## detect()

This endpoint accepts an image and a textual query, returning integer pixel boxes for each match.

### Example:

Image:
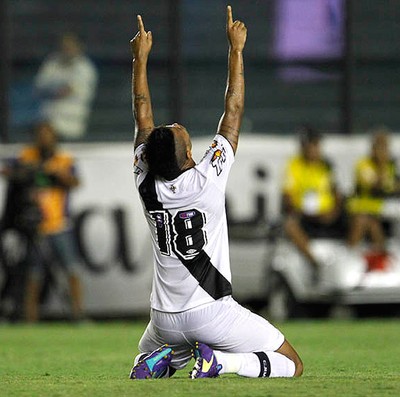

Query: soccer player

[130,6,303,379]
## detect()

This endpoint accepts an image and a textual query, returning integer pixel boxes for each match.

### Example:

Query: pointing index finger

[138,15,144,33]
[226,6,233,26]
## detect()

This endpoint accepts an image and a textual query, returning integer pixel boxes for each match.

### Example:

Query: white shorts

[139,296,285,369]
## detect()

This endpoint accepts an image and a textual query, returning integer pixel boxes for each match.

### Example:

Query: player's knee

[293,359,303,377]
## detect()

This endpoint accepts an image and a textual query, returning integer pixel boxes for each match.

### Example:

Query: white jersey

[134,134,234,312]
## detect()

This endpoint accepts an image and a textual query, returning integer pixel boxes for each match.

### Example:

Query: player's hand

[226,6,247,51]
[130,15,153,59]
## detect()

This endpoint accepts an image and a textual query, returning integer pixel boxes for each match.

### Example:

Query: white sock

[214,350,296,378]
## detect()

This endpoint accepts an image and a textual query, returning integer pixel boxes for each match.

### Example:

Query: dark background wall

[3,0,400,141]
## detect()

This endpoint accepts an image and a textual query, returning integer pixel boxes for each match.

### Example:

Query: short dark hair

[145,125,181,180]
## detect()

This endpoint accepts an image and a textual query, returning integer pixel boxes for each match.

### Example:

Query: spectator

[283,127,344,281]
[348,128,400,267]
[35,33,97,139]
[10,123,82,322]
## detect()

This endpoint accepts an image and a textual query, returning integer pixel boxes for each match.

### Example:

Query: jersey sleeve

[196,134,235,191]
[133,143,148,188]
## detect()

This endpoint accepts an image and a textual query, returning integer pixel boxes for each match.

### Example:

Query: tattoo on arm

[135,94,147,105]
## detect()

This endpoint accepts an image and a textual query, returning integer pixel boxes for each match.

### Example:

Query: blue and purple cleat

[189,342,222,379]
[129,345,174,379]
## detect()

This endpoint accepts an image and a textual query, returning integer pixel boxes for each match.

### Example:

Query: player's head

[60,33,83,62]
[34,121,57,157]
[299,126,322,161]
[146,123,194,180]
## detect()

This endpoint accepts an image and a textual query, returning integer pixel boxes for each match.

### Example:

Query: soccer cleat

[189,342,222,379]
[129,345,174,379]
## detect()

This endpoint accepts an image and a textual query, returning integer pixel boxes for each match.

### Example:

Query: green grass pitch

[0,319,400,397]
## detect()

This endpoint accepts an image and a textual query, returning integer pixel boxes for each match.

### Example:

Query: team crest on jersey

[211,145,226,175]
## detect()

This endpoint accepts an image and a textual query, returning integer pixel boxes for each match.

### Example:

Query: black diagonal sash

[139,174,232,299]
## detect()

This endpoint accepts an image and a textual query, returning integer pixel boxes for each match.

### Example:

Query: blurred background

[0,0,400,142]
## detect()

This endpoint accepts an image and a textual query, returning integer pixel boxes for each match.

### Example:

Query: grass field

[0,319,400,397]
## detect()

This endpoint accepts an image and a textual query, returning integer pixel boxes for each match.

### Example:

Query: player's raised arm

[130,15,154,149]
[217,6,247,153]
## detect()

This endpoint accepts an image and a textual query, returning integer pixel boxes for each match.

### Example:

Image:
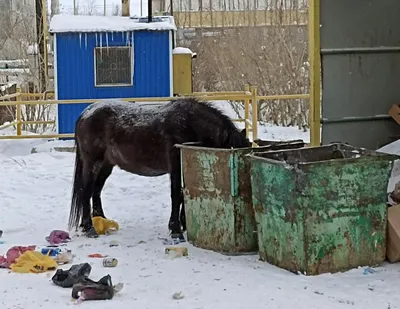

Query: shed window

[95,46,133,86]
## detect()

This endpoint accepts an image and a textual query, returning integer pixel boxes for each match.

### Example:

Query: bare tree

[51,0,60,16]
[111,4,121,16]
[0,5,54,133]
[178,0,309,129]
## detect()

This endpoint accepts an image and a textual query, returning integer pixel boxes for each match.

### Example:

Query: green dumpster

++++++++++

TASK> Rewrite all the records above as a single numbered list, one line per item, leaving out blank lines and the pictures.

WORKED SOLUTION>
1. ## detect()
2. This endpoint accepts an image and a textual query, returning integer pixel boxes for each match.
3. ### Example:
4. Image:
5. Query: soccer player
6. [130,6,303,379]
7. ## detect()
8. This endpoint accepts an image and a textual query, returning integer pixel boxes for each match.
9. ### Example:
10. Query: pointing index finger
11. [138,15,144,33]
12. [226,6,233,26]
13. ## detect()
14. This endpoint accepts an image and a textual query, returning integer pixel boxes for each match.
15. ### Example:
16. Query: white shorts
17. [139,296,285,369]
18. ## detect()
19. This endpoint accepts an image and a textual query, returning integer pixel boxes for each match.
20. ### Example:
21. Query: player's knee
22. [293,359,303,377]
23. ## detect()
24. This endpoint accepts an image and a textual query, returning integer pixel boxes for each match.
25. ### Example:
26. Query: white jersey
27. [134,134,234,312]
28. ## detect()
29. This endpoint accepts an image and a textual query, returning integer pixel boxes for each match.
30. ### Example:
31. Query: player's hand
32. [226,6,247,51]
33. [130,15,153,59]
34. ## detect()
35. This endpoint accepts an image and a textual query, returning integer pixel boxes for each match.
36. ### Example:
37. Query: white sock
38. [214,350,296,378]
39. ## detect()
40. This endpoint accepts an image and a textual query, returning integer pixel boxes for each match.
41. ### Example:
42. Query: dark background wall
43. [3,0,400,141]
44. ## detect()
45. This endpoint accepts an image and a textual query, returning integer pixel boxes for each match.
46. ### Example:
47. Query: short dark hair
48. [145,125,181,180]
49. ## detect()
50. This endpoint accepts an image and a textual query, returning integer pixel boxes for each match.
51. ### Example:
52. Query: spectator
53. [283,127,344,281]
54. [348,128,400,267]
55. [35,33,97,139]
56. [10,123,82,322]
57. ## detect()
58. This endpoint accepts an image and a textual query, returning integer pixel boxes for each match.
59. ### Example:
60. Query: jersey sleeve
61. [196,134,235,191]
62. [133,143,148,188]
63. ## detect()
64. This endpoint accepts an image and a textual query, returning integer pixel boxes for each match.
65. ### Example:
66. Query: tattoo on arm
67. [135,94,147,105]
68. ## detect()
69. This endpoint accepts an image and a textual query, returning integer pixel boxes for each match.
70. ### Example:
71. Query: blue and purple cleat
72. [189,342,222,379]
73. [129,345,174,379]
74. ## detect()
75. This endpoint accepts an image and a textual query, returning integer pixel boxes for each match.
76. ### Example:
77. Query: player's head
78. [60,33,83,62]
79. [34,121,57,157]
80. [299,126,322,161]
81. [146,123,194,180]
82. ## detect()
83. This endpoint accepts an image and a textual query, returning integer pixel boxes for each match.
84. ### Example:
85. Query: soccer cleat
86. [189,342,222,379]
87. [129,345,174,379]
88. ## detect()
89. This endpoint accepts an image and a textual query, returning integer pixel boxes for each match.
90. ### Example:
91. Query: green grass pitch
92. [0,319,400,397]
93. ## detect()
94. This endpoint accepts an image and a textual query, returning integer pixel boxes for each match.
95. ### Example:
96. Query: team crest on jersey
97. [211,145,226,175]
98. ## detect()
99. This endpoint accepts an image and a textual query, returning integer pixel boxes for each match.
100. ### Example:
101. Query: black diagonal sash
102. [139,174,232,299]
103. ## detect()
104. This endpoint accepts an image and a textual query, returning integer pixel boxes for each match.
105. ### Example:
106. Query: blurred background
107. [0,0,400,142]
108. ## detect()
109. This endpoint accepts an image and a textual query, returning integer pixel boxes for each match.
110. ### Example:
111. Query: grass field
112. [0,319,400,397]
113. ## detect()
114. This endpoint accepts an image and a textual query, returning integer pixel boxes for each match.
115. ### Example:
116. Query: player's raised arm
117. [130,15,154,149]
118. [217,6,247,153]
119. ## detect()
120. This endpoint accepts an image and a textual query, returning integer pixel boxes for each match.
121. ### Example:
122. Image:
123. Query: shed window
124. [95,46,133,86]
125. ## detect()
126. This endpoint accepts an image and a textual query, returning integer pixel boxes for each match.
127. ### Example:
128. Query: bare tree
129. [51,0,60,16]
130. [111,4,121,16]
131. [0,5,54,133]
132. [178,0,309,129]
133. ## detect()
134. This endpoint accepts an image and a textual query, returning integer pixel boxes for each match.
135. ### Example:
136. Query: green dumpster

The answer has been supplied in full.